# Suspension and wheel arch overhaul with Bilt Hamber



## Neil_S (Oct 26, 2005)

One of the jobs on the 'summer list' was to put the new eibach springs in the front suspension. Back in the depths of winter I had a rear coil spring snap which is a common occurrence on the E46 330, fortunately they are a piece of cake to replace and so the job was done on a freezing Saturday afternoon in February. Not wanting to freeze any further, I decided to put the front back until summer.

After seeing the state of the rear shock bodies, the job of painting the shock absorber bodies was also added to the summer list.

The suspension is in a good condition, with the shock absorbers working perfectly and so I decided not to renew them just yet and instead, derust and paint them.

So the first part of the job was to replace the front springs and being a detailer at heart, I could not let it go back together without some TLC.

Starting off, looks a bit grubby and rusty...



















With the shock towers out, I could see we had a fair bit of surface rust to deal with...

§ DATA LISTING:

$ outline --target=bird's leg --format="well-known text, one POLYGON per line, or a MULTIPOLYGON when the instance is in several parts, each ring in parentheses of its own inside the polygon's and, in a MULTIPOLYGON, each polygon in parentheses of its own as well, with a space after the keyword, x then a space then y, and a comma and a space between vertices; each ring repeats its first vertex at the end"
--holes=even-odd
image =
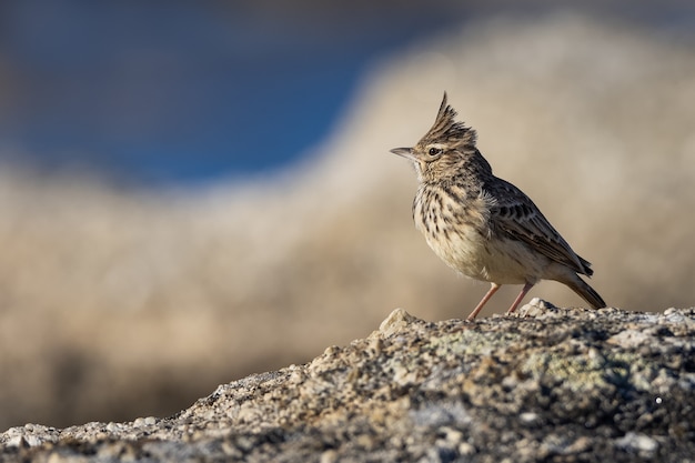
MULTIPOLYGON (((483 305, 485 305, 485 303, 487 301, 490 301, 490 298, 492 298, 492 295, 497 292, 497 290, 500 289, 500 285, 497 283, 491 283, 490 290, 487 291, 487 293, 485 293, 485 295, 483 296, 483 299, 481 299, 481 302, 477 303, 477 305, 475 306, 475 309, 473 309, 473 312, 471 312, 471 314, 469 315, 469 318, 466 320, 473 320, 477 316, 477 313, 483 310, 483 305)), ((531 289, 531 288, 530 288, 531 289)))
POLYGON ((520 302, 522 301, 522 299, 524 299, 524 296, 526 295, 526 293, 528 291, 531 291, 531 289, 533 288, 535 283, 526 283, 524 284, 524 288, 522 288, 522 291, 518 293, 518 295, 516 296, 516 299, 514 300, 514 302, 512 302, 512 306, 510 308, 510 310, 506 311, 506 314, 508 315, 510 313, 514 313, 514 311, 516 310, 516 308, 518 306, 520 302))

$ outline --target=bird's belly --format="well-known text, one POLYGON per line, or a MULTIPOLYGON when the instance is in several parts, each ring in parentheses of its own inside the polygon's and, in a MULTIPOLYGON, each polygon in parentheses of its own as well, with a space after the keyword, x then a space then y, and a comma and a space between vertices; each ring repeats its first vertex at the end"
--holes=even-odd
POLYGON ((449 266, 475 280, 497 284, 535 283, 546 264, 515 240, 491 240, 474 228, 434 238, 427 244, 449 266))

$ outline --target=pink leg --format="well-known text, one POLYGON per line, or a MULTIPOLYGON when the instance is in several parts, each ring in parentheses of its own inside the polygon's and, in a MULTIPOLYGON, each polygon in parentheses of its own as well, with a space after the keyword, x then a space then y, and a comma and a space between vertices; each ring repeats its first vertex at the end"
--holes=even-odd
POLYGON ((491 283, 490 290, 487 291, 487 293, 485 293, 483 299, 481 299, 481 302, 477 303, 477 305, 475 306, 475 309, 473 309, 473 312, 471 312, 466 320, 475 319, 477 316, 477 313, 483 310, 483 305, 485 305, 485 303, 490 301, 490 298, 492 298, 492 295, 497 292, 498 289, 500 285, 497 283, 491 283))
POLYGON ((522 301, 522 299, 524 299, 524 296, 526 295, 526 293, 528 291, 531 291, 531 289, 533 288, 534 283, 526 283, 524 284, 524 288, 522 289, 522 292, 518 293, 518 295, 516 296, 516 299, 514 300, 514 302, 512 303, 512 306, 510 308, 510 310, 506 311, 506 314, 508 315, 510 313, 514 313, 514 311, 516 310, 516 308, 518 306, 520 302, 522 301))

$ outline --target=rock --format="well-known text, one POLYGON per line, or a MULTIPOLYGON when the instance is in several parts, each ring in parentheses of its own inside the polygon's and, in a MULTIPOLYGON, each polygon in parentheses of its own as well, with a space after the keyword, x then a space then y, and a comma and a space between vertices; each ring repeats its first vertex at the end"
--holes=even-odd
POLYGON ((179 414, 0 434, 0 462, 684 461, 695 454, 695 309, 532 301, 427 323, 394 311, 304 365, 179 414))

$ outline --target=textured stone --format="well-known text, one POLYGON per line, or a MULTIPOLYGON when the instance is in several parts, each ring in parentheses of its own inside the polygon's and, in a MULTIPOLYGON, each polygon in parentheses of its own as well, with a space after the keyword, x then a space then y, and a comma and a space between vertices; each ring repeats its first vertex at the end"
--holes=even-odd
POLYGON ((692 459, 694 309, 518 312, 427 323, 399 309, 366 339, 168 419, 10 429, 0 461, 692 459))

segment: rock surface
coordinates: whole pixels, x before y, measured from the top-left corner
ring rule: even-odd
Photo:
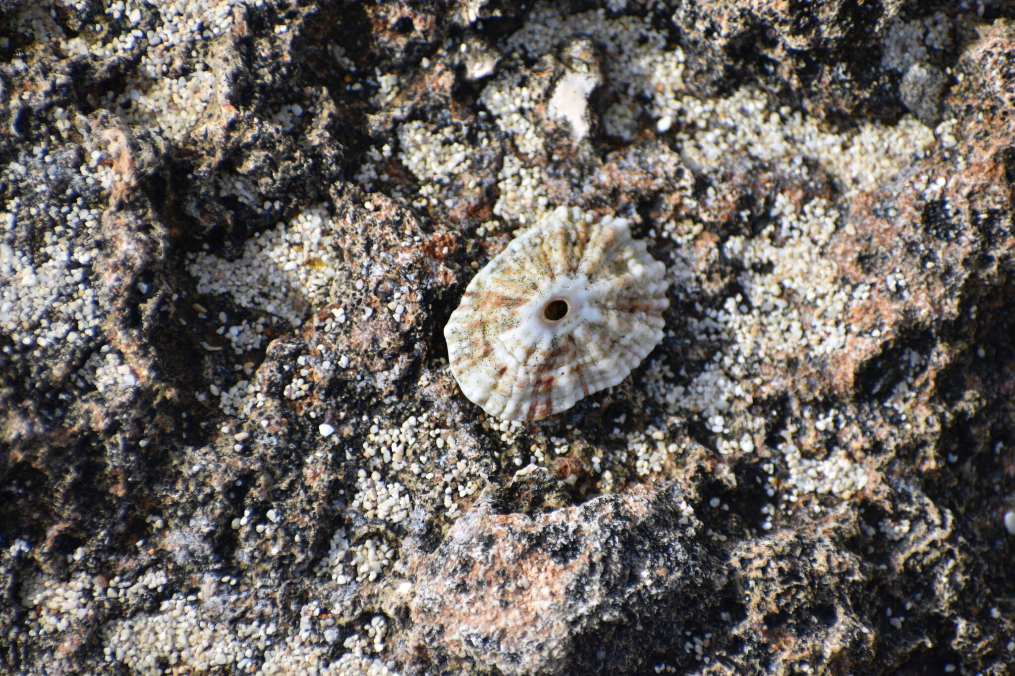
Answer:
[[[1008,3],[0,0],[0,671],[1015,670]],[[442,335],[558,207],[662,343]]]

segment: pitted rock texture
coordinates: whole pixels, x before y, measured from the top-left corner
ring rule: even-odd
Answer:
[[[437,645],[503,674],[631,669],[639,642],[682,630],[679,615],[715,603],[700,590],[722,572],[677,491],[638,489],[534,516],[496,507],[480,500],[436,551],[406,557],[410,662]]]
[[[1015,8],[0,0],[0,672],[1015,671]],[[442,334],[558,208],[662,340]]]

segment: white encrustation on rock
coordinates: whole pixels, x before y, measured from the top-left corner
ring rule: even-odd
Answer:
[[[558,208],[469,283],[445,326],[451,371],[490,416],[541,420],[616,385],[663,339],[665,266],[630,221]]]

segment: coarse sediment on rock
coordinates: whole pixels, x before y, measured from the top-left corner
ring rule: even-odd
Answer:
[[[0,672],[1012,673],[1012,54],[999,2],[0,0]],[[500,420],[444,328],[554,219],[629,234],[644,350]]]

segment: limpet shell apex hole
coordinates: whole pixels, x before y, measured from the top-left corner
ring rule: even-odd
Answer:
[[[560,321],[567,316],[569,309],[570,307],[568,307],[566,300],[563,298],[554,298],[543,306],[543,318],[547,321]]]

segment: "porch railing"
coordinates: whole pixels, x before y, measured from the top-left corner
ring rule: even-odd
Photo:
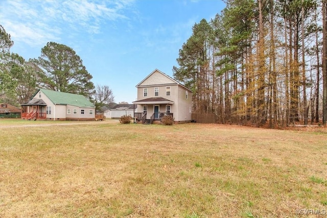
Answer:
[[[46,114],[45,113],[38,113],[37,112],[35,112],[35,111],[32,111],[30,112],[22,112],[21,113],[21,118],[26,118],[26,119],[32,119],[34,118],[46,118]]]

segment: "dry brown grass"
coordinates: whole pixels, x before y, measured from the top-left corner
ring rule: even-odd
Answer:
[[[79,124],[0,128],[1,217],[296,217],[297,209],[327,210],[323,129]]]

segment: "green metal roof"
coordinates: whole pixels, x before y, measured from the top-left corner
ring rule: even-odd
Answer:
[[[61,92],[52,90],[39,89],[49,99],[56,105],[69,105],[80,107],[92,107],[96,106],[81,94]],[[38,93],[35,93],[33,97]],[[32,97],[33,98],[33,97]]]

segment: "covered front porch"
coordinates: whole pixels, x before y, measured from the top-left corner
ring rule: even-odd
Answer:
[[[152,124],[156,121],[159,123],[166,115],[174,117],[171,112],[174,102],[163,98],[151,98],[136,101],[133,104],[137,105],[138,111],[143,111],[134,112],[134,117],[136,121],[144,124]]]
[[[46,119],[46,104],[41,99],[32,99],[21,106],[22,119]]]

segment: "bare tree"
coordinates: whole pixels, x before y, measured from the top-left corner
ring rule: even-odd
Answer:
[[[114,100],[112,91],[109,86],[97,84],[96,86],[95,92],[93,95],[95,104],[96,106],[102,107],[113,102]]]

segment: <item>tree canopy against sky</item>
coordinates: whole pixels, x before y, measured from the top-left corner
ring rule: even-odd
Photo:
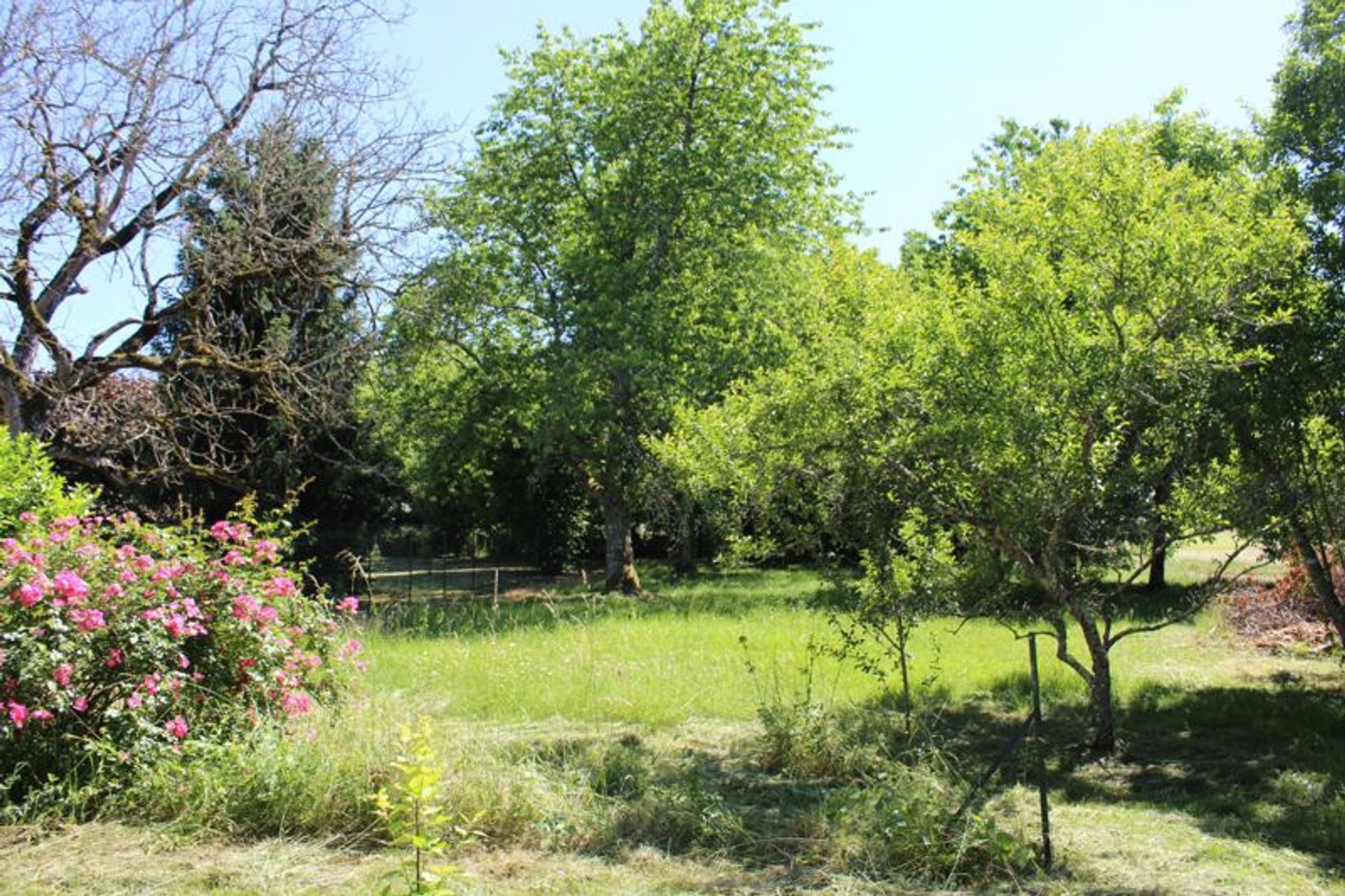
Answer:
[[[835,226],[822,65],[768,0],[543,31],[433,202],[445,253],[420,289],[464,352],[527,352],[530,426],[601,507],[608,588],[639,589],[642,439],[769,359],[790,296],[775,272]]]
[[[1221,378],[1264,359],[1243,335],[1283,322],[1280,291],[1302,273],[1293,206],[1236,155],[1173,157],[1180,124],[1001,144],[952,203],[955,227],[888,292],[889,311],[690,416],[668,448],[703,459],[702,472],[726,447],[753,470],[830,455],[955,531],[968,574],[986,568],[978,557],[1003,565],[1005,584],[1029,588],[982,581],[971,608],[1032,596],[1088,685],[1103,751],[1115,743],[1110,650],[1147,627],[1126,622],[1116,570],[1153,533],[1159,471],[1216,426]],[[1169,541],[1221,522],[1217,470],[1184,472]]]
[[[66,398],[117,371],[207,366],[148,351],[195,313],[178,291],[183,199],[221,153],[286,116],[321,140],[346,235],[367,281],[434,163],[441,130],[398,116],[395,73],[363,46],[378,3],[70,0],[16,3],[0,19],[0,401],[12,433],[40,433]],[[278,233],[268,235],[282,239]],[[217,266],[219,270],[221,266]],[[124,307],[120,272],[133,284]],[[229,276],[229,274],[226,274]],[[54,327],[81,311],[98,330]],[[97,461],[98,459],[86,459]]]

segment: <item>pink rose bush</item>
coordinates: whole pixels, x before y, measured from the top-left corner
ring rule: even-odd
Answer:
[[[339,696],[339,611],[257,522],[20,518],[0,539],[0,766],[42,779],[100,757],[223,741]]]

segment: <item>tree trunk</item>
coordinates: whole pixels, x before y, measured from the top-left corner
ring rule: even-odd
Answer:
[[[672,572],[678,576],[695,574],[695,519],[690,500],[678,500],[677,531],[672,534]]]
[[[1336,630],[1336,638],[1345,646],[1345,607],[1341,607],[1340,595],[1336,593],[1336,583],[1332,581],[1332,572],[1322,565],[1322,557],[1313,548],[1313,541],[1307,537],[1307,527],[1298,513],[1289,514],[1289,527],[1294,534],[1294,546],[1298,549],[1298,557],[1303,564],[1305,572],[1307,572],[1307,581],[1313,587],[1313,593],[1322,601],[1326,618],[1330,619],[1332,628]]]
[[[1173,470],[1169,465],[1154,486],[1154,538],[1149,554],[1149,591],[1167,587],[1167,521],[1163,519],[1163,506],[1171,496],[1171,490]]]
[[[640,577],[635,573],[635,545],[631,542],[631,511],[620,499],[603,502],[603,525],[607,530],[607,558],[603,591],[624,595],[640,593]]]
[[[1088,702],[1092,710],[1092,741],[1095,753],[1108,755],[1116,749],[1116,706],[1111,694],[1111,654],[1098,626],[1091,618],[1080,619],[1092,678],[1088,681]]]

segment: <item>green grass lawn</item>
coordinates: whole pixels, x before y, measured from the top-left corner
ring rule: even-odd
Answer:
[[[126,815],[175,825],[8,829],[0,892],[378,892],[398,857],[351,833],[375,823],[360,796],[420,714],[433,720],[452,811],[484,834],[460,860],[464,892],[913,892],[837,845],[855,837],[850,810],[835,810],[837,776],[890,786],[869,751],[896,743],[896,722],[884,682],[830,655],[834,632],[808,607],[819,578],[652,581],[656,599],[464,603],[393,631],[370,626],[370,670],[350,708],[225,771],[125,795]],[[925,743],[974,778],[1026,705],[1025,642],[994,623],[939,619],[919,630],[913,659]],[[1064,870],[993,889],[1345,893],[1334,661],[1250,651],[1213,612],[1128,639],[1115,651],[1123,749],[1104,763],[1076,749],[1077,677],[1049,655],[1042,675]],[[763,759],[763,705],[851,721],[818,729],[831,740],[808,745],[822,768],[810,778]],[[1030,838],[1022,771],[1009,763],[985,811]]]

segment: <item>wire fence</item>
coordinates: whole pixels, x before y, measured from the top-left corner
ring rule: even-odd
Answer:
[[[350,593],[377,611],[398,603],[512,603],[586,584],[584,573],[551,574],[535,566],[437,554],[351,558]]]

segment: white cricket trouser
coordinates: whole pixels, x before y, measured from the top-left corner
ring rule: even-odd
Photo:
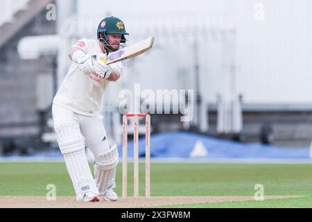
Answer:
[[[98,195],[85,151],[86,144],[95,157],[110,150],[103,117],[87,117],[53,104],[52,114],[60,149],[73,182],[77,200],[87,192]]]

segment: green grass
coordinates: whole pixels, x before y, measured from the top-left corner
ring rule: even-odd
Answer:
[[[132,164],[128,193],[132,195]],[[140,195],[144,194],[144,164],[140,164]],[[1,196],[45,196],[49,184],[60,196],[73,196],[64,163],[0,163]],[[121,194],[121,164],[116,191]],[[312,164],[153,163],[152,196],[254,196],[256,184],[265,195],[308,196],[300,198],[177,205],[183,207],[312,207]]]

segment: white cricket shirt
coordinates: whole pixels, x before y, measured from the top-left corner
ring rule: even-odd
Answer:
[[[102,53],[98,40],[83,39],[73,46],[79,47],[89,56]],[[120,62],[110,66],[122,74]],[[80,71],[78,64],[73,62],[53,103],[83,115],[99,116],[102,96],[109,83],[97,73],[85,74]]]

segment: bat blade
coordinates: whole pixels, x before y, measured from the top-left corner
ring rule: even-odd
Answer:
[[[150,37],[128,47],[119,49],[108,55],[106,58],[106,64],[112,64],[141,55],[152,48],[153,44],[154,37]]]

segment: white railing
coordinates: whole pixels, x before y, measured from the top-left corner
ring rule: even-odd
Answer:
[[[30,0],[2,0],[0,3],[0,26],[6,22],[13,22],[14,14],[26,8]]]

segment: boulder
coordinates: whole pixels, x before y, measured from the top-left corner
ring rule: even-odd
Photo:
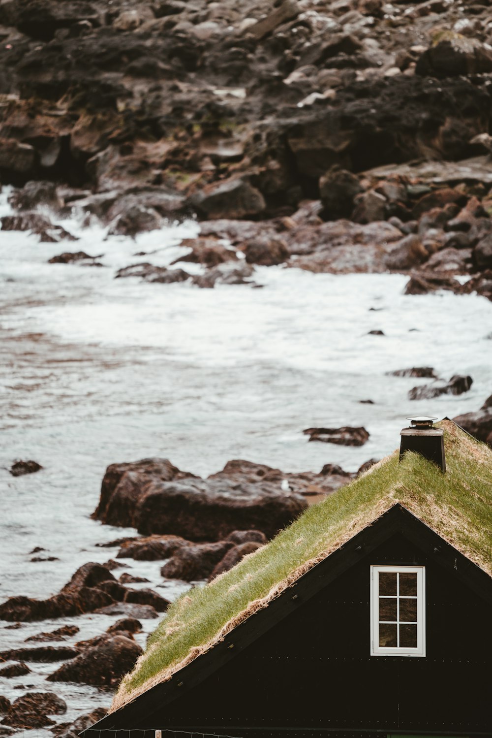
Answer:
[[[207,579],[232,546],[232,542],[220,541],[180,548],[164,565],[161,574],[168,579],[182,579],[184,582]]]
[[[232,546],[219,561],[218,564],[214,567],[209,577],[209,581],[215,579],[224,571],[229,571],[233,566],[238,564],[245,556],[247,556],[248,554],[252,554],[253,551],[257,551],[258,548],[261,548],[262,545],[262,543],[256,541],[246,541],[244,543]]]
[[[455,374],[446,384],[423,384],[412,387],[409,392],[409,399],[429,400],[441,395],[462,395],[468,391],[472,384],[471,376]]]
[[[457,415],[453,420],[467,432],[492,447],[492,395],[479,410]]]
[[[362,427],[306,428],[302,432],[309,436],[309,441],[322,441],[342,446],[364,446],[369,440],[369,433]]]
[[[266,207],[259,190],[247,179],[235,177],[206,185],[190,202],[201,217],[209,220],[257,215]]]
[[[159,561],[159,559],[169,559],[179,548],[187,545],[188,542],[179,536],[148,536],[124,543],[117,558]]]
[[[30,673],[30,669],[27,663],[21,661],[20,663],[12,663],[9,666],[4,666],[0,669],[0,677],[10,679],[12,677],[24,677]]]
[[[136,528],[145,535],[217,541],[246,528],[271,537],[305,506],[301,497],[285,494],[280,483],[268,483],[262,476],[238,480],[226,467],[203,480],[180,472],[167,460],[144,459],[108,468],[93,517],[108,525]]]
[[[8,708],[2,724],[21,730],[32,730],[53,725],[48,715],[66,712],[66,703],[54,692],[27,692]]]
[[[24,474],[34,474],[41,469],[43,467],[37,461],[14,461],[9,472],[13,477],[21,477]]]
[[[112,686],[131,671],[141,654],[142,649],[134,640],[124,635],[110,635],[63,664],[47,680]]]

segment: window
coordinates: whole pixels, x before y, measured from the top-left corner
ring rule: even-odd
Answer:
[[[423,566],[371,567],[371,656],[425,656]]]

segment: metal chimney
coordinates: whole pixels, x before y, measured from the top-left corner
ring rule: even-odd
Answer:
[[[437,466],[440,466],[443,472],[446,472],[444,431],[442,428],[436,428],[432,425],[433,421],[437,418],[418,415],[406,419],[412,424],[400,432],[400,461],[401,461],[406,451],[414,451],[429,461],[433,461]]]

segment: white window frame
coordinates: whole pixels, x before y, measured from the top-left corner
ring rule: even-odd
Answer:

§ WORK TO DO: Reproduce word for word the part of the suspension overhaul post that opens with the words containing "After seeing the" and closes with "grubby and rusty...".

§ OUTPUT FOR THIS EXERCISE:
After seeing the state of the rear shock bodies, the job of painting the shock absorber bodies was also added to the summer list.

The suspension is in a good condition, with the shock absorbers working perfectly and so I decided not to renew them just yet and instead, derust and paint them.

So the first part of the job was to replace the front springs and being a detailer at heart, I could not let it go back together without some TLC.

Starting off, looks a bit grubby and rusty...